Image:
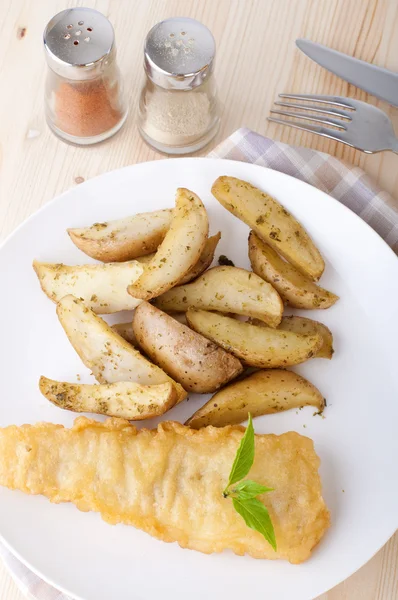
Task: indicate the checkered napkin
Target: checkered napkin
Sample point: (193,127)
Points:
(347,184)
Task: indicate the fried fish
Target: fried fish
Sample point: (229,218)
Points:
(169,481)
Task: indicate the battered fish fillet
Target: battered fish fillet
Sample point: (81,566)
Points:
(169,482)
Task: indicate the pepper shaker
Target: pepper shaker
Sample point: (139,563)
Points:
(178,110)
(84,100)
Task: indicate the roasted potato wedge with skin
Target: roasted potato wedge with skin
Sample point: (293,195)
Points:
(124,239)
(204,262)
(296,289)
(125,330)
(104,352)
(103,288)
(180,250)
(123,399)
(271,222)
(262,393)
(227,290)
(261,347)
(305,326)
(199,365)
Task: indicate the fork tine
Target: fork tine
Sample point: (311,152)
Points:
(321,131)
(315,118)
(335,100)
(333,113)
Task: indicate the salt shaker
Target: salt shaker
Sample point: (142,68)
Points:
(84,100)
(178,110)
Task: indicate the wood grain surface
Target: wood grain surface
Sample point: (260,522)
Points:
(256,60)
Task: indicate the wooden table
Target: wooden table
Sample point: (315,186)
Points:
(257,59)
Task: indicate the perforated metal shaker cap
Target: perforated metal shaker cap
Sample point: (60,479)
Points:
(179,53)
(78,43)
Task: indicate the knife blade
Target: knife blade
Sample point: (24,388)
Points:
(380,82)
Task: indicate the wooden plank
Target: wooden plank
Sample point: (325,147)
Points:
(256,60)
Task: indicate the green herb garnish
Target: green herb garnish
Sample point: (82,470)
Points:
(243,495)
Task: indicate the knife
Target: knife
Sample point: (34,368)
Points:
(380,82)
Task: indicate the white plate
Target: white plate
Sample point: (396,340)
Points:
(357,441)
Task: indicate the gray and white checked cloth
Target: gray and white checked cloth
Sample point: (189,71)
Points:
(347,184)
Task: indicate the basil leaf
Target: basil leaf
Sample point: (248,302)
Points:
(244,457)
(256,516)
(245,490)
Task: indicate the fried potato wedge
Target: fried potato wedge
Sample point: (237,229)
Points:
(204,262)
(305,326)
(199,365)
(261,347)
(262,393)
(271,222)
(226,289)
(124,399)
(125,330)
(109,356)
(296,289)
(103,288)
(124,239)
(180,250)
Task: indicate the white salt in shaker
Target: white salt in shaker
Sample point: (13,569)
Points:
(178,110)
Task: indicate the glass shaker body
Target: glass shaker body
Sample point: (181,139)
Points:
(84,99)
(178,108)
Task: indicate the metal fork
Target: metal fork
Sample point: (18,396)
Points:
(346,120)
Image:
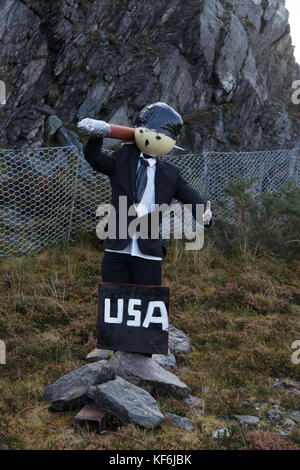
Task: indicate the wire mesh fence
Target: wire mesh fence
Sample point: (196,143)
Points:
(48,195)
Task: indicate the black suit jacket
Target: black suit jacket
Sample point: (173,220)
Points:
(121,168)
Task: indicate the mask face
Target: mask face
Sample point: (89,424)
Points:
(153,143)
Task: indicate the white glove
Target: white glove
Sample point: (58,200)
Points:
(94,127)
(207,216)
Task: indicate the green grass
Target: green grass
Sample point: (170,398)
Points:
(241,314)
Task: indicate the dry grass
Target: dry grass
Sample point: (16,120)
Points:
(241,315)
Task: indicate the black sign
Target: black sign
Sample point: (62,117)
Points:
(133,318)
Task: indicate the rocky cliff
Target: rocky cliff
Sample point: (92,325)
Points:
(226,65)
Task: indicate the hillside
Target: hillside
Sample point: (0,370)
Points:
(241,314)
(226,65)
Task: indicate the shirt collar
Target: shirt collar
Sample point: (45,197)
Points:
(151,160)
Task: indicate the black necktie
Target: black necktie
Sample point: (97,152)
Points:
(141,180)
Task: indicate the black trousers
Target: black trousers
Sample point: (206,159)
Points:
(127,269)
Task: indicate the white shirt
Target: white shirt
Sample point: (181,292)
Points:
(144,207)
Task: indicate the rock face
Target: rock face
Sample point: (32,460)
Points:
(227,66)
(167,362)
(98,354)
(127,402)
(147,374)
(70,390)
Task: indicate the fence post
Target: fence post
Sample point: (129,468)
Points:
(74,196)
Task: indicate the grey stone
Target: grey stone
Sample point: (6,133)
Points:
(70,390)
(127,402)
(146,373)
(178,341)
(167,362)
(179,421)
(220,433)
(98,355)
(245,420)
(92,104)
(192,401)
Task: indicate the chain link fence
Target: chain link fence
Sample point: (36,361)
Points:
(48,195)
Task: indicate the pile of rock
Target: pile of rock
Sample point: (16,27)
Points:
(122,385)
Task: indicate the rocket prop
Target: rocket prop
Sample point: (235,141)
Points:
(156,134)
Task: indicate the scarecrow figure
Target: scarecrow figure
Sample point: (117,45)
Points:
(136,171)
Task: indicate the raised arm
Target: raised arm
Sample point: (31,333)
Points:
(96,158)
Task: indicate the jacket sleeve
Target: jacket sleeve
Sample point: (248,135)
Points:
(187,195)
(96,158)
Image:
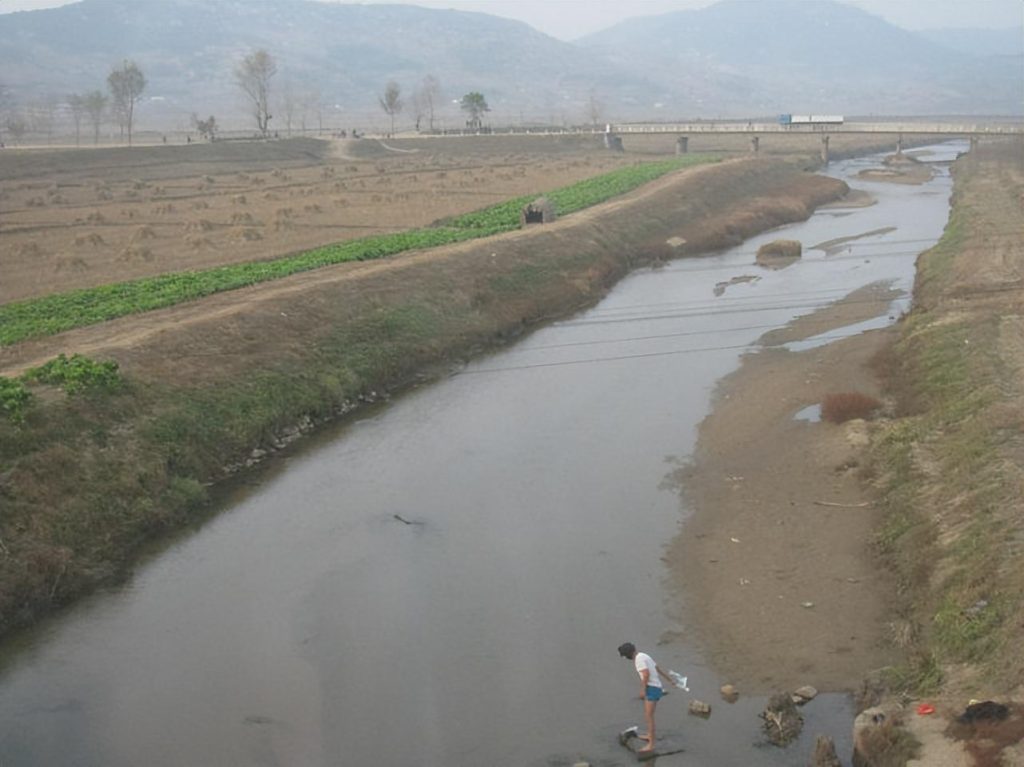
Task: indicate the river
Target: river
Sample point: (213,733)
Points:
(444,581)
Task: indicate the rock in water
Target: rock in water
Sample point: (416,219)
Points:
(699,709)
(824,754)
(782,721)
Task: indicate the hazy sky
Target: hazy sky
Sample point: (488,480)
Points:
(570,18)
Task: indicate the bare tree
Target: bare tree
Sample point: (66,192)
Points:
(6,101)
(76,105)
(311,107)
(594,110)
(474,104)
(429,94)
(253,75)
(391,101)
(94,103)
(42,116)
(206,128)
(127,84)
(289,104)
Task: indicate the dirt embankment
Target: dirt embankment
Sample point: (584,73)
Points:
(820,552)
(86,478)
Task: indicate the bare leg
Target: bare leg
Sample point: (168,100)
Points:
(648,713)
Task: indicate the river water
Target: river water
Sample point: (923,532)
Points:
(307,625)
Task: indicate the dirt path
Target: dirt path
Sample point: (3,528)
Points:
(775,564)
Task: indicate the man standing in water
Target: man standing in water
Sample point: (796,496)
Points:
(652,689)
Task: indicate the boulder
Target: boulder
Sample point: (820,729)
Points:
(804,694)
(782,722)
(699,709)
(824,754)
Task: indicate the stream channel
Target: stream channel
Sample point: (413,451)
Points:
(306,625)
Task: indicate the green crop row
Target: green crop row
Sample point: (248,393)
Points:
(61,311)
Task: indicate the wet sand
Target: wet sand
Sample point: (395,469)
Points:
(775,565)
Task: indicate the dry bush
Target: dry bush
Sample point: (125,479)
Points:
(29,250)
(143,232)
(196,242)
(249,235)
(889,744)
(134,253)
(71,264)
(780,249)
(200,225)
(847,406)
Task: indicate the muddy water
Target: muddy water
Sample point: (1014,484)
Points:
(445,581)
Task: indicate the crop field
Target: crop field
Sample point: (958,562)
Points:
(72,219)
(68,223)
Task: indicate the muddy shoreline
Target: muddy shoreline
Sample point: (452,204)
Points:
(774,567)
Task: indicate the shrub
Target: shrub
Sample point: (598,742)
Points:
(13,398)
(77,374)
(848,406)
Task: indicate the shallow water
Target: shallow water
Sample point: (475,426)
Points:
(306,625)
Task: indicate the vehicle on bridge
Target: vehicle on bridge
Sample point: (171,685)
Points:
(810,119)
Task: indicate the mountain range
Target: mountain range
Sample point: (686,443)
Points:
(734,58)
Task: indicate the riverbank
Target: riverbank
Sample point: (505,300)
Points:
(820,552)
(217,385)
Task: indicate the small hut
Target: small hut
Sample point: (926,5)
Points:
(539,211)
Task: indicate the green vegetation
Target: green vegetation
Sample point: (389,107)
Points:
(13,398)
(51,314)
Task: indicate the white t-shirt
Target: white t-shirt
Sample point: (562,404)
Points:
(643,661)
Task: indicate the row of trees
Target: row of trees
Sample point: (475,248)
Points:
(426,97)
(253,75)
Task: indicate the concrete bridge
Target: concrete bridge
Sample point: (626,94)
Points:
(972,130)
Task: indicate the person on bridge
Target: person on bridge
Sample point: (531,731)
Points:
(652,689)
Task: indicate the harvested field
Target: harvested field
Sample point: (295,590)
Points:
(208,205)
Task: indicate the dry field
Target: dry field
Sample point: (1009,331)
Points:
(80,218)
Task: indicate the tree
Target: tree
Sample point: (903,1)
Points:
(594,110)
(391,101)
(429,96)
(94,103)
(5,105)
(76,105)
(127,84)
(253,75)
(474,104)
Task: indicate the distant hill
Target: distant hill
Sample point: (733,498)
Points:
(1008,42)
(811,55)
(734,58)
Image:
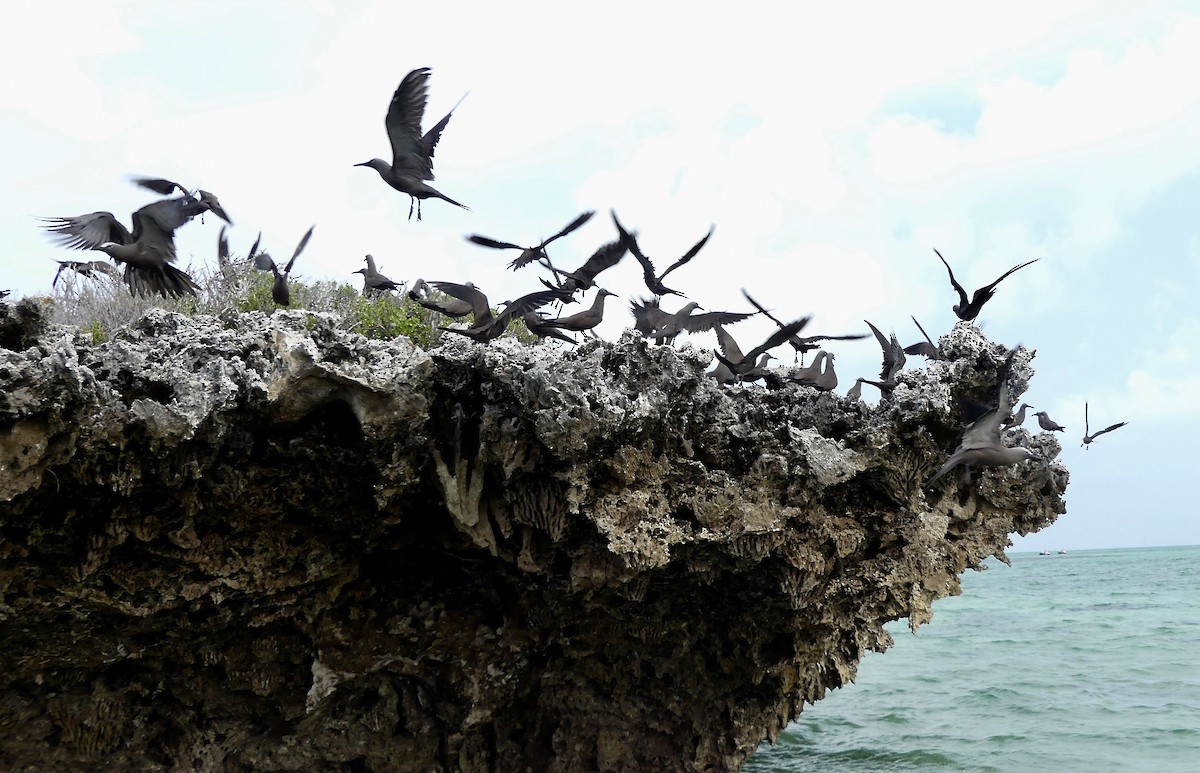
-=-=-
#### [Task goal]
Only the lines above from the one with "Sample point: (311,152)" to the one with "Sample point: (170,398)" should be printed, both included and exactly as written; no picture belongs in the copy.

#### [Task result]
Sample point: (311,152)
Points:
(321,131)
(315,118)
(335,100)
(333,113)
Task: indicate the salt shaker
Target: salt shaker
Sample point: (142,68)
Points:
(84,100)
(178,110)
Task: indicate the wood grain surface
Target: wood grain surface
Sample point: (260,522)
Points:
(256,60)
Task: indicate the wooden table
Target: wooden table
Sample point: (315,186)
Points:
(257,59)
Task: indicate the perforated metal shaker cap
Target: perforated metal shaker cap
Sample point: (60,479)
Points:
(179,53)
(78,43)
Task: indicate the knife blade
Target: knife blade
Sample point: (24,388)
Points:
(380,82)
Task: indicate the wooden plank
Target: wooden plank
Sample point: (325,147)
Points:
(256,60)
Task: indicate the green herb garnish
Target: green herb garnish
Sample point: (82,470)
Points:
(243,495)
Task: indicate the knife
Target: knife
Sample point: (34,368)
Points:
(380,82)
Task: indicate the white plate
Target: white plate
Sample point: (396,340)
Points:
(357,441)
Task: indicate the gray and white checked cloth
Target: gray and white checked cloth
Sample point: (189,71)
Points:
(347,184)
Task: indicate the basil leaf
Target: basil leaf
Sample point: (248,302)
Points:
(244,457)
(256,516)
(245,490)
Task: indicate the fried potato wedge
Target: fried potato wedge
Sample point: (237,229)
Points:
(204,262)
(305,326)
(199,365)
(261,347)
(262,393)
(271,222)
(226,289)
(124,399)
(125,330)
(109,356)
(296,289)
(103,288)
(124,239)
(180,250)
Task: indicate the white salt in shaker
Target: white salt in shaker
Sample point: (13,569)
Points:
(178,110)
Task: indicate the glass shaker body
Target: glass shaker body
Sample point: (181,139)
Points:
(84,99)
(178,108)
Task: indicate the metal fork
Target: metal fork
Sample point: (18,396)
Points:
(346,120)
Image:
Task: indicate the wire mesh fence
Target: wire mesh fence
Sample point: (196,143)
Points:
(48,195)
Task: indicate the black suit jacket
Target: black suit jacket
Sample point: (173,220)
Points:
(121,168)
Task: indicate the mask face
Target: mask face
Sample point: (89,424)
Points:
(153,143)
Task: indicate the white glove
Target: white glove
Sample point: (58,200)
Points:
(94,127)
(207,216)
Task: indicate the green grass
Target: green grass
Sample point: (170,398)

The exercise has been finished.